--- Supplied passage ---
-=-=-
John Barker (1814–15 November 1891), was an English-born Australian lawyer and parliamentary officer. He was the first parliamentary clerk of both the Legislative Council and Legislative Assembly in the Victorian colonial parliament.

Barker was the eldest son of the late John Barker and Mary Anne, and was born at Aylesbury, Buckinghamshire. He emigrated to Port Phillip (now Victoria) in 1840, after entering himself for the bar at Lincoln's Inn, and engaged in pastoral pursuits with his brother Edward, afterwards a well-known physician in Melbourne. Revisiting England, he was called to the bar in 1843; and in 1844 married Susanna, daughter of Richard Hodgkinson, of Morton Grange, Nottingham. He returned to Port Phillip in November 1844, accompanied by his brother William (who subsequently practised as a surgeon at Emerald Hill, Melbourne). In the next year he was appointed a magistrate, and in August 1849 was one of the Commissioners under the Disputed Boundaries Act, having the Hamilton district assigned to him.
-=-=-
--- Source data ---
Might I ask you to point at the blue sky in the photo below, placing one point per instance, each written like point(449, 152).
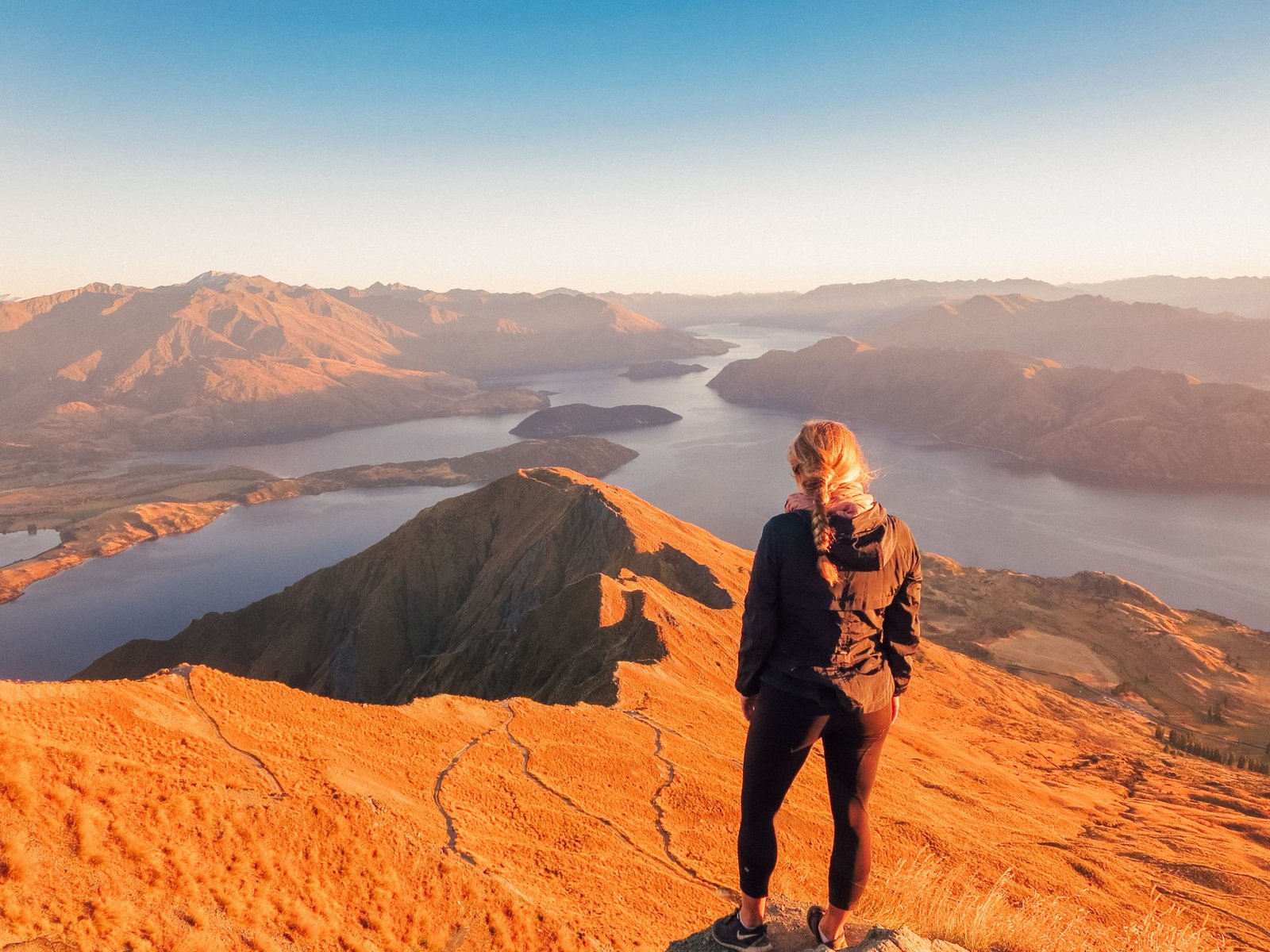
-=-=-
--- Actions to take ---
1. From the text about John Barker, list every member of his family named there, including relatives by marriage.
2. Continue the text about John Barker, starting after its last sentence, not from the data.

--- Answers to the exercises ---
1.
- John Barker (his late father)
- Mary Anne (his mother)
- Edward (his brother)
- Susanna (his wife)
- Richard Hodgkinson (his wife's father)
- William (his brother)

2.
Barker, who was admitted to the Victorian bar in November 1851, was in October of that year, on the separation of Port Phillip from New South Wales and its formation into the colony of Victoria, appointed Clerk of the Legislative Council then constituted, and successfully performed the difficult task of inaugurating its procedure. When responsible government came into operation in 1856, Barker was offered the choice of the clerkship of the new Upper or Lower Chamber. He accepted the latter, and remained Clerk of the Assembly until April 1882, when he was appointed Clerk of the Legislative Council and Clerk of Parliaments, a post which he resigned in 1891. He died on 15 November of that year. At his death he was the last surviving participant from either the first parliament or the formation of the Legislative Assembly.